───── Testo del documento

Una nota storica, sicuramente travisata, lo vide proprio nei momenti dell’inizio delle lotte come uno dei protagonisti, ossia un focoso rivoluzionario: “... con archibugio a tracolla, con un pistolone nella cintola, e con un crocifisso in mano, incita i tiranesi alla strage… ”.
A questo punto le domande che ci poniamo sono molte: poteva un servo di Dio animare la violenza? Oppure:il buon Padre dei Cappuccini si sarebbe dimenticato del saio, simbolo indiscusso del suo mandato, per combattere con forza e crudeltà quell’eresia?
Quasi certamente possiamo dire di no, e possiamo ipotizzare che il buon Ignazio non sia arrivato a tanto, poiché in alcuni anni di permanenza in valle avrà avuto modo di conoscere le esperienze del primo parroco di Tirano, Simone Cabasso, e del suo grande amico Nicolò Rusca, entrambi fianco a fianco nel salvaguardare la religione di Santa Romana chiesa; non certamente con l’archibugio, ma con la discussione animata ed accesa, proprio come avvenne nelle storiche dispute tra cui quella di Tirano che vide il Rusca ed il Cabasso confrontarsi con i protestanti.

──────────

--- Problema 1 ---
Trascrivi dal brano su Ignazio la parte che va da "A questo punto" a "e crudeltà quell’eresia?".
--- Problema 2 ---
Secondo il brano su Ignazio, chi fu il primo parroco di Tirano?
Il materiale non ha alcun ruolo in questo lavoro.

───── Dati forniti

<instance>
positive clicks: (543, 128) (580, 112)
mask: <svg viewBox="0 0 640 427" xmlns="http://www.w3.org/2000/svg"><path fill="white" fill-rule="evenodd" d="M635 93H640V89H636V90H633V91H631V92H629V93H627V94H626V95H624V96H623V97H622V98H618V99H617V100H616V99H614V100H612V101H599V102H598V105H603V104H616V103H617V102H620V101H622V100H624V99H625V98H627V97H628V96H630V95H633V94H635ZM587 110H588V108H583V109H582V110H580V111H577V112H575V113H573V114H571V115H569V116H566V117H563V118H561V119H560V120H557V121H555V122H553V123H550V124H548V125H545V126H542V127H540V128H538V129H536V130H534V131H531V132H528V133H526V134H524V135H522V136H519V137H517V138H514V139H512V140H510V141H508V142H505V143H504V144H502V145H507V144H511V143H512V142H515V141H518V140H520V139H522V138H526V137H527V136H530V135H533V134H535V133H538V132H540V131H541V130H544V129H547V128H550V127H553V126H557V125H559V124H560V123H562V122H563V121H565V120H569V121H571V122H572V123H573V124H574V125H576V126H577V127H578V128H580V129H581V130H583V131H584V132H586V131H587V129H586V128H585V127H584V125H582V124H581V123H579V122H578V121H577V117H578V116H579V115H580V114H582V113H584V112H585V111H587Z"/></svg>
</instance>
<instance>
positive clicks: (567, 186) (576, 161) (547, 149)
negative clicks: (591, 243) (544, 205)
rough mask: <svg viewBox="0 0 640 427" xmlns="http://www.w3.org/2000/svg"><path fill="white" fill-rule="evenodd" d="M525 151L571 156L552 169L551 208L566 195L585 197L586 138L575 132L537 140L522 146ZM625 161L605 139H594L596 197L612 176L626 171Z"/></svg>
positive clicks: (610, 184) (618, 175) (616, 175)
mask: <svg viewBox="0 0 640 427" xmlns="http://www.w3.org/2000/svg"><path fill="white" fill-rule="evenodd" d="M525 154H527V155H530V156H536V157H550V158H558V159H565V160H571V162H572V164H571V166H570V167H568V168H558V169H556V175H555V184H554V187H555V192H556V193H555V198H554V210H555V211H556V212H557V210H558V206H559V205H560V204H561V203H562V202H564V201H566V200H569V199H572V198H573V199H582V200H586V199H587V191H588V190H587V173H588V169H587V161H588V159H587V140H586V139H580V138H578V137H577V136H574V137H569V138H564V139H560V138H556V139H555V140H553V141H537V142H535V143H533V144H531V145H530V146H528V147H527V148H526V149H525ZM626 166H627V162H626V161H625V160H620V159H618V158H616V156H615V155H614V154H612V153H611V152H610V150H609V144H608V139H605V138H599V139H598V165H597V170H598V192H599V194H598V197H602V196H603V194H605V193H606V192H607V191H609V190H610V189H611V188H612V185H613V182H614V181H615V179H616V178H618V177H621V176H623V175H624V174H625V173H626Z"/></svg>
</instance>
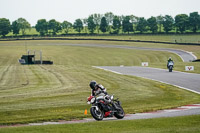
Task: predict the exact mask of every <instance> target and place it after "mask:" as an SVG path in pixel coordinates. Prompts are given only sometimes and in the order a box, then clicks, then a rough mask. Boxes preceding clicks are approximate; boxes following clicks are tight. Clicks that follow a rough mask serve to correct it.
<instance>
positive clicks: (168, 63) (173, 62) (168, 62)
mask: <svg viewBox="0 0 200 133" xmlns="http://www.w3.org/2000/svg"><path fill="white" fill-rule="evenodd" d="M170 62H173V63H174V61H173V60H172V57H169V59H168V60H167V68H169V63H170Z"/></svg>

──────────

--- Soluzione esercizio 1 ---
A questo punto le domande che ci poniamo sono molte: poteva un servo di Dio animare la violenza? Oppure:il buon Padre dei Cappuccini si sarebbe dimenticato del saio, simbolo indiscusso del suo mandato, per combattere con forza e crudeltà quell’eresia?

--- Soluzione esercizio 2 ---
Simone Cabasso.